───── Supplied records ─────

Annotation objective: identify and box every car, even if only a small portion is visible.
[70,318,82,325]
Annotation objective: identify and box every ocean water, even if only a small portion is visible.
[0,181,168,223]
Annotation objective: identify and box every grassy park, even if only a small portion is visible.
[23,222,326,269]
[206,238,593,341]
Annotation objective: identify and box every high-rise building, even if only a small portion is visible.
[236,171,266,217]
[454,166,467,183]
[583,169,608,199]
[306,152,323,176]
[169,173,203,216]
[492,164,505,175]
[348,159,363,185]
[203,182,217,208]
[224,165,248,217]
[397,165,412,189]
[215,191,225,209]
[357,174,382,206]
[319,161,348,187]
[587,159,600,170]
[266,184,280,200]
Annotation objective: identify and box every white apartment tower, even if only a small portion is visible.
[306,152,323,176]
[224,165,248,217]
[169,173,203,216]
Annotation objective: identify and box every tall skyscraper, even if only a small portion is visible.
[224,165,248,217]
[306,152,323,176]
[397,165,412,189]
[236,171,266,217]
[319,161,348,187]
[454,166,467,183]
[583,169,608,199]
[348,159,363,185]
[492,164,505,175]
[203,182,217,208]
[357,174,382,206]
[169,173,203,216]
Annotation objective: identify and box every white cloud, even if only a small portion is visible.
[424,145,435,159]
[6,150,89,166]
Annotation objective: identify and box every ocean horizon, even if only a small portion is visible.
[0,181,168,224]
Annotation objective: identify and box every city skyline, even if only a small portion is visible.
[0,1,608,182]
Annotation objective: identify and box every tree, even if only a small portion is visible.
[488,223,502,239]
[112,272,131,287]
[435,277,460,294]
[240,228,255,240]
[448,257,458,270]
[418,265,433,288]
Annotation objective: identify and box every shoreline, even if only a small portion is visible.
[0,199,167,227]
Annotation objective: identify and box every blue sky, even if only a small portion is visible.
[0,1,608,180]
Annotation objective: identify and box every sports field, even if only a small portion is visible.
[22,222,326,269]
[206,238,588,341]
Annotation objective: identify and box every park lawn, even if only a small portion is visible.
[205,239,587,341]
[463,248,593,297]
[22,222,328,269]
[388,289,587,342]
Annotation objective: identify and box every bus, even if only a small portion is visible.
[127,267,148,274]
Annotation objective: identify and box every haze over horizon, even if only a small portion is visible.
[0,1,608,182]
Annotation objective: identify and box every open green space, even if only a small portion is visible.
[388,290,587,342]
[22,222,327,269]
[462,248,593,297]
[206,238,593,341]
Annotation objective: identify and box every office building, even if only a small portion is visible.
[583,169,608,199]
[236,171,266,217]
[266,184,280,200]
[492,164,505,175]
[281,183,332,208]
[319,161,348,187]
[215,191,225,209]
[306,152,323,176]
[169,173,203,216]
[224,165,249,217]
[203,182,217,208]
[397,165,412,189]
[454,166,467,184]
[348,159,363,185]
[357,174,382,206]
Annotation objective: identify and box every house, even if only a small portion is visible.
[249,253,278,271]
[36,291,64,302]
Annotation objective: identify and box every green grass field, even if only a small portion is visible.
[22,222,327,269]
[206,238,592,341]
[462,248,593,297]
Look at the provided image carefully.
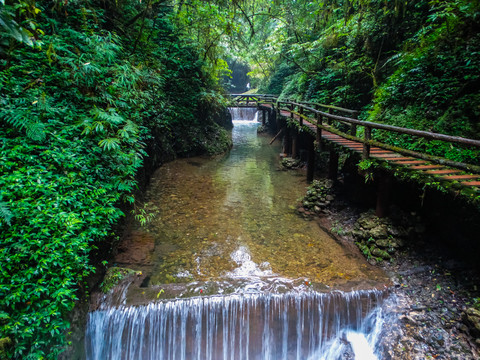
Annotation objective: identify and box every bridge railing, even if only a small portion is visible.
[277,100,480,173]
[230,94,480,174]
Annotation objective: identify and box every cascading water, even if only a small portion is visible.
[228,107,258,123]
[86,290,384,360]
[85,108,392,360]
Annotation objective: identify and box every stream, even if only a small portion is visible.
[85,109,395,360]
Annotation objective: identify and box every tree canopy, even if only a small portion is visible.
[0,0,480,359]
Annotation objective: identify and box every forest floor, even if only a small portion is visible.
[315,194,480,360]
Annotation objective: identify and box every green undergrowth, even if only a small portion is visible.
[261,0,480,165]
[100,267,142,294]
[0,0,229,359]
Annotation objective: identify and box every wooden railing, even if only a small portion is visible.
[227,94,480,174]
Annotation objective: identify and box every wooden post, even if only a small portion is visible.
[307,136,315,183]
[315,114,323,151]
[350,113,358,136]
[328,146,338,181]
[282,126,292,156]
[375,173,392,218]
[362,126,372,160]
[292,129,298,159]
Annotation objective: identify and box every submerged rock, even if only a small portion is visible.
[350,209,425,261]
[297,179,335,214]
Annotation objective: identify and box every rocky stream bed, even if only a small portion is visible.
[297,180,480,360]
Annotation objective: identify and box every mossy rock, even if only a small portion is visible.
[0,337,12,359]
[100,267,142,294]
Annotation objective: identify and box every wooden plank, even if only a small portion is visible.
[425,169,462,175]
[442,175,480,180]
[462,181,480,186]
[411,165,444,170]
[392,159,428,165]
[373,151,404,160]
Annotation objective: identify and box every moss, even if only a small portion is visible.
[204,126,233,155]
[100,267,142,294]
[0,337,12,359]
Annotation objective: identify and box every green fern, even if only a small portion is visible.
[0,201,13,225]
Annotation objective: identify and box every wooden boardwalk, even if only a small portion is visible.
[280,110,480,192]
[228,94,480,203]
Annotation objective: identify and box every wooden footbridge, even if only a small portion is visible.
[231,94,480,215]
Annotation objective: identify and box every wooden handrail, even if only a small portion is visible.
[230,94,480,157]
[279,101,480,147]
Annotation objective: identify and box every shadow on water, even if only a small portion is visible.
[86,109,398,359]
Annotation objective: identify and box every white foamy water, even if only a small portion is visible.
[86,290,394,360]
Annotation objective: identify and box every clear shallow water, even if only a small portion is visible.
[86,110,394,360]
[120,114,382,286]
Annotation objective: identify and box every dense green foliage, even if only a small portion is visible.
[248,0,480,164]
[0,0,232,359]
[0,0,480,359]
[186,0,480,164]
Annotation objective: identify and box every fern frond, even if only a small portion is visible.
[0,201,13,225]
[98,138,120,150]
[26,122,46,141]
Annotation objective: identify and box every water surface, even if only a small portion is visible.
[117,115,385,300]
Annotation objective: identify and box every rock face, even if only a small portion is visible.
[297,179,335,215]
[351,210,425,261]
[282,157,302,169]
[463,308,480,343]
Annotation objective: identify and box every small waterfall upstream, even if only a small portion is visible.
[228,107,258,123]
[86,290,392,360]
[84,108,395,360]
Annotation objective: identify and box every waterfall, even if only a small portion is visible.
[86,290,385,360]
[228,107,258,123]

─────
───── Supplied records ─────

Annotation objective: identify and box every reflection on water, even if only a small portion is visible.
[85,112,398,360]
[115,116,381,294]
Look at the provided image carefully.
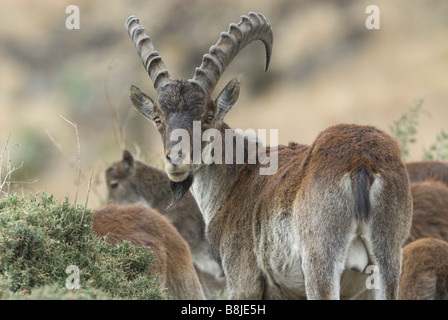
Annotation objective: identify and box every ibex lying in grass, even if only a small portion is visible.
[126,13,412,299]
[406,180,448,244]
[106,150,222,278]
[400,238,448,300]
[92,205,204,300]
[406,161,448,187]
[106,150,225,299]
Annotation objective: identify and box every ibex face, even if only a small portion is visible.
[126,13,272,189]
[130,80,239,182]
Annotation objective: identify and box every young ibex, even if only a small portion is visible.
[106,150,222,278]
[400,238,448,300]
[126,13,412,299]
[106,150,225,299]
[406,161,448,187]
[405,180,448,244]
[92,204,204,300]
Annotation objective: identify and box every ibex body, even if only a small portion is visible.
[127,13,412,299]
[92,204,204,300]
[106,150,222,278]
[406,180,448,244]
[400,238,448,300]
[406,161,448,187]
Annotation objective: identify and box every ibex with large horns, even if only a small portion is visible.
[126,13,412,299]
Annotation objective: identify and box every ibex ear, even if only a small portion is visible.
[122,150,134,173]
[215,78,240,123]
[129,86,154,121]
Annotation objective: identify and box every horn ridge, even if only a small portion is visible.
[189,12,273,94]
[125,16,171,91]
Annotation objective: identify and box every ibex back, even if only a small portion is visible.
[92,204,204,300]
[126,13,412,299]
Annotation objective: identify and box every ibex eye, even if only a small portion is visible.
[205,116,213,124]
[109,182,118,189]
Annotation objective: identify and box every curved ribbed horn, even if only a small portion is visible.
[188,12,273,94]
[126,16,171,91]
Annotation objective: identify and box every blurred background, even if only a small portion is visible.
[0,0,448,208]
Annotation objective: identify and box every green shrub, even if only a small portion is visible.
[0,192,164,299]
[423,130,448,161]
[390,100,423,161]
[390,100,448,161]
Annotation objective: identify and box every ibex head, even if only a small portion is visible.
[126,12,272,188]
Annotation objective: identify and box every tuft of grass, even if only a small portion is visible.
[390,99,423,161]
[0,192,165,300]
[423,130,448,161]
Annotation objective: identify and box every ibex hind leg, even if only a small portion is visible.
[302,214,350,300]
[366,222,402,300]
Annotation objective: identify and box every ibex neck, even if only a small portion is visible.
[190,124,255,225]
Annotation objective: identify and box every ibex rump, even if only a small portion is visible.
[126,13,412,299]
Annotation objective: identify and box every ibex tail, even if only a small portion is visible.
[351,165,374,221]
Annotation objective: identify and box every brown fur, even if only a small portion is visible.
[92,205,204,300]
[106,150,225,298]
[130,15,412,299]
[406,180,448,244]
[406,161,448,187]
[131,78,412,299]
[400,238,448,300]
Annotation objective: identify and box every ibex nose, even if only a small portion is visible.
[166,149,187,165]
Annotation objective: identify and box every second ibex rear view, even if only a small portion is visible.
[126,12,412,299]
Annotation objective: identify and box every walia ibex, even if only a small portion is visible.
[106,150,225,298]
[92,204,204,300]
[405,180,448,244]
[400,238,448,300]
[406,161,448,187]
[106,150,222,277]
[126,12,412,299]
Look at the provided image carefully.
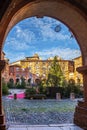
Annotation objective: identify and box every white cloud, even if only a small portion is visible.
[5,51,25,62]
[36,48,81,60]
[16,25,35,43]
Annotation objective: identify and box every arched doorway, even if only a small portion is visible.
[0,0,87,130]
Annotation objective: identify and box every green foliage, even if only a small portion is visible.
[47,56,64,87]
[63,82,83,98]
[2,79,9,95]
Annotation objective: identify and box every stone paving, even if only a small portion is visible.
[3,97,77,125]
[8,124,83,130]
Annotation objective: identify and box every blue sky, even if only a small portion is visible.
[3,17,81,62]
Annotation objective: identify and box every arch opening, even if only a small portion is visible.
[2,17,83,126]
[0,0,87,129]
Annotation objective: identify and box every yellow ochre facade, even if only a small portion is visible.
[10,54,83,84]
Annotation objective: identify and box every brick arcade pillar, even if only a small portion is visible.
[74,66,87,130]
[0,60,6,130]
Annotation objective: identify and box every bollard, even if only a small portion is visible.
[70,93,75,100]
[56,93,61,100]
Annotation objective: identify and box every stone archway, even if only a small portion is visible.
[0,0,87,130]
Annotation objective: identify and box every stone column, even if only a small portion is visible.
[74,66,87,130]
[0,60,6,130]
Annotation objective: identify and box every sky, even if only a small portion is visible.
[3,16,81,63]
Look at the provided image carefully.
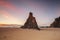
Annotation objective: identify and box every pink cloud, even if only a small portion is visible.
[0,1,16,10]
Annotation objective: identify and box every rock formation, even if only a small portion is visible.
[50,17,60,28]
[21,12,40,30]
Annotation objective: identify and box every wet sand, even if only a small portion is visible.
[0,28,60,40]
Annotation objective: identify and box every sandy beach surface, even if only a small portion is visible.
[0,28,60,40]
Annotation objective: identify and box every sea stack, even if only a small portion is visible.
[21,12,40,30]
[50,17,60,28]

─────
───── Supplied records ─────

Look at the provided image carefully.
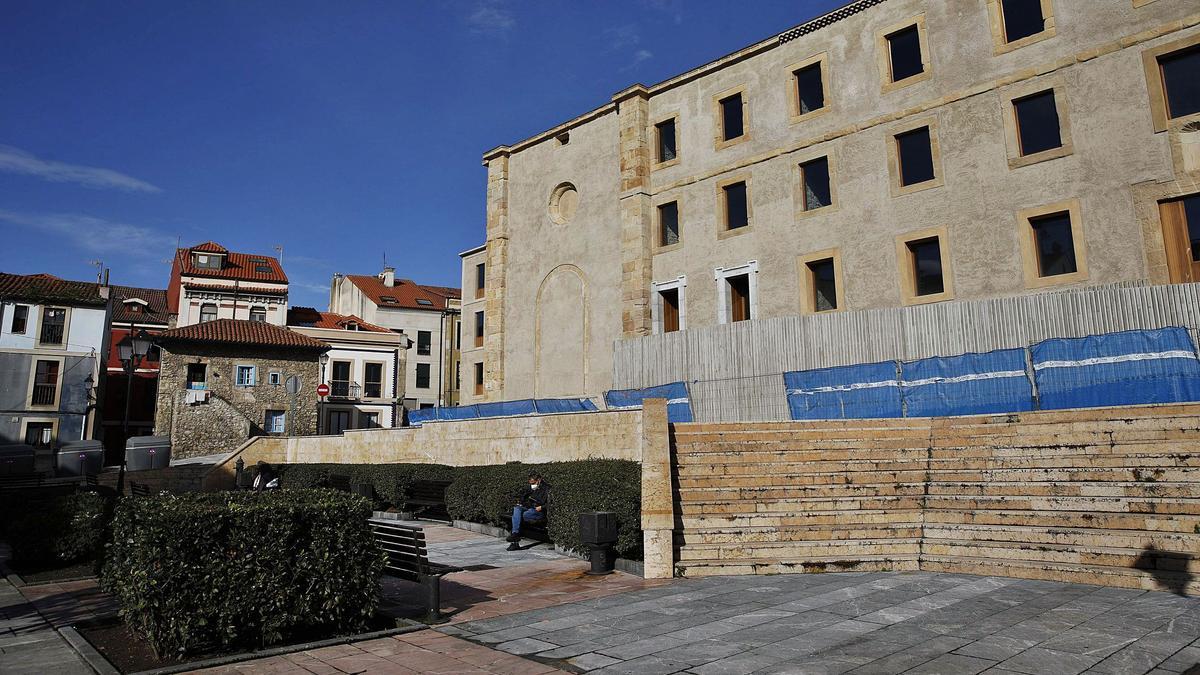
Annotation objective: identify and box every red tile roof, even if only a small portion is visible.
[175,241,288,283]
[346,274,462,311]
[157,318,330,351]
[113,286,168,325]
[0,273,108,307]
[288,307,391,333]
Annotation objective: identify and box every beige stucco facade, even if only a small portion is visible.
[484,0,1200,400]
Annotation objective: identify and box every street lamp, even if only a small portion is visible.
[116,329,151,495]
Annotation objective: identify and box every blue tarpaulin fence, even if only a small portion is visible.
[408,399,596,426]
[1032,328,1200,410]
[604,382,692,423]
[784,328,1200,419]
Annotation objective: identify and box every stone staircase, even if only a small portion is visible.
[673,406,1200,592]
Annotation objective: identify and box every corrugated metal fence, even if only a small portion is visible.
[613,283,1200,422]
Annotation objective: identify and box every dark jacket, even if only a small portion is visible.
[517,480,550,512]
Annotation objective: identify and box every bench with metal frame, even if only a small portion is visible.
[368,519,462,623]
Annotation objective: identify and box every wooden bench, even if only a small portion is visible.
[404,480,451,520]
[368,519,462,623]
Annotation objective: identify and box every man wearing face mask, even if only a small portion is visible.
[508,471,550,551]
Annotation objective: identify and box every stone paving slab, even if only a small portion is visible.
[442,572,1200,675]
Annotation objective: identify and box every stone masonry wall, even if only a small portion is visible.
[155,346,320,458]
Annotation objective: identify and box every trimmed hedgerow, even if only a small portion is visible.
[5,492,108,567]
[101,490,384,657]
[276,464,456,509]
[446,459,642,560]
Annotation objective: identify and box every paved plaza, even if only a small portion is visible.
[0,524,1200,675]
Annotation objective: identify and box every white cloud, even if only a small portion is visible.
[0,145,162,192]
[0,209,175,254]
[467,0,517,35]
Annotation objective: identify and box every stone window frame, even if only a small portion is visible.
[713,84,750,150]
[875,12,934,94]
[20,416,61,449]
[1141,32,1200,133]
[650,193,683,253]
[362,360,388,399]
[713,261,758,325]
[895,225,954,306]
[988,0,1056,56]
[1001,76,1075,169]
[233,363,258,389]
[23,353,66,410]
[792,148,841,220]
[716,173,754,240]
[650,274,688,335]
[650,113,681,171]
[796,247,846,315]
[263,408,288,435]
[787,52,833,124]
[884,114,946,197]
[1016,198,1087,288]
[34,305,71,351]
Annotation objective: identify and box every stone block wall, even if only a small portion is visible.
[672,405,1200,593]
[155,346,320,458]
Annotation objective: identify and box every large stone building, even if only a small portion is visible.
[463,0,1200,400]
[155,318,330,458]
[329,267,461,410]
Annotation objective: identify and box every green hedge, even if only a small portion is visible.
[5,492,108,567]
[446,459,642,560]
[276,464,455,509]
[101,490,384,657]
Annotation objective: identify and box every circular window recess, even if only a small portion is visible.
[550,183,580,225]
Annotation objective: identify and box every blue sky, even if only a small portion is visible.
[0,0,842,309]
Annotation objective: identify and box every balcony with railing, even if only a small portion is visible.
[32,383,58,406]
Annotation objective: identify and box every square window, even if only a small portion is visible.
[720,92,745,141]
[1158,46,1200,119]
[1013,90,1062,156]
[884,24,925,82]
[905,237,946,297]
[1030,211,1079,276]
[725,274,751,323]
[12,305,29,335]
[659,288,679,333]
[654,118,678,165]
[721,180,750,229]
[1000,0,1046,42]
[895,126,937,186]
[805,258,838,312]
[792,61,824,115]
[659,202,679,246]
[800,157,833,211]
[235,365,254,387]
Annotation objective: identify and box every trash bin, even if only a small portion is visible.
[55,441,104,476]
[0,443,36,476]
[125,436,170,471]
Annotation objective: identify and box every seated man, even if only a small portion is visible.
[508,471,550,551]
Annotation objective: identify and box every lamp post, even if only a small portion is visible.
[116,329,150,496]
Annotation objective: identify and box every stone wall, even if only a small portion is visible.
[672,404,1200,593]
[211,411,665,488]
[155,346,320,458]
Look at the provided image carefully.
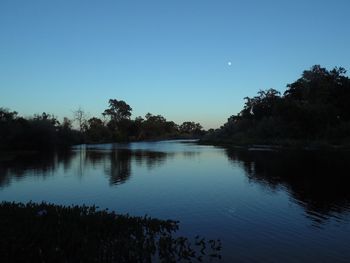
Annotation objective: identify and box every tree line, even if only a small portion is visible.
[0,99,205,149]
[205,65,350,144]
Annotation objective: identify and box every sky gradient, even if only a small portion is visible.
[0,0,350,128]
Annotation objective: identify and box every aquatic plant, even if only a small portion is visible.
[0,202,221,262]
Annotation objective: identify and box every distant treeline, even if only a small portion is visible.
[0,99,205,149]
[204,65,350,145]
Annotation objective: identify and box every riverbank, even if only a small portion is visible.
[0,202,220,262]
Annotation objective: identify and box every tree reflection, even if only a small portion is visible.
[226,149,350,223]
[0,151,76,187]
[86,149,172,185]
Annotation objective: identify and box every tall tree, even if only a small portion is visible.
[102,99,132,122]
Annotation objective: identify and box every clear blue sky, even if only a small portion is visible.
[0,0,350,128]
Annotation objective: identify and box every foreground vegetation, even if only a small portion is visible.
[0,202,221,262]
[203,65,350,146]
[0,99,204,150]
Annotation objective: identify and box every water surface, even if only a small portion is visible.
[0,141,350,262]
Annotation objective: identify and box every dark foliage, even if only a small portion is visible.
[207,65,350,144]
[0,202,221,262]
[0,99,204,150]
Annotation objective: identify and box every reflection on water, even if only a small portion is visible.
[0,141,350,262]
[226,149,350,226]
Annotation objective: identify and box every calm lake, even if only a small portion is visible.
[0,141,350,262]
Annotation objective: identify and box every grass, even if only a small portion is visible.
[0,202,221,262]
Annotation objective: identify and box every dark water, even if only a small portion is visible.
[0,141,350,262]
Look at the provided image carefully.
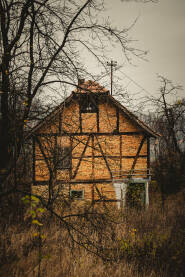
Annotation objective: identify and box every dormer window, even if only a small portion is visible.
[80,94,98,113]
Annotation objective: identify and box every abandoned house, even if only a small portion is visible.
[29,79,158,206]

─────

▸ **What you have to do**: Please render the records above as a numbered list, starting at the line with "Annotation objective: identify and box every arch opening, even" and running up to and including the line with "[10,54,83,84]", leaving out any blank lines.

▸ **The output**:
1. Annotation objective: identify and box every arch opening, even if only a small portion is visible.
2. [2,17,83,126]
3. [0,0,87,129]
4. Annotation objective: identify and box every yellow ochre facade, even if only a small portion is visible.
5. [10,54,83,84]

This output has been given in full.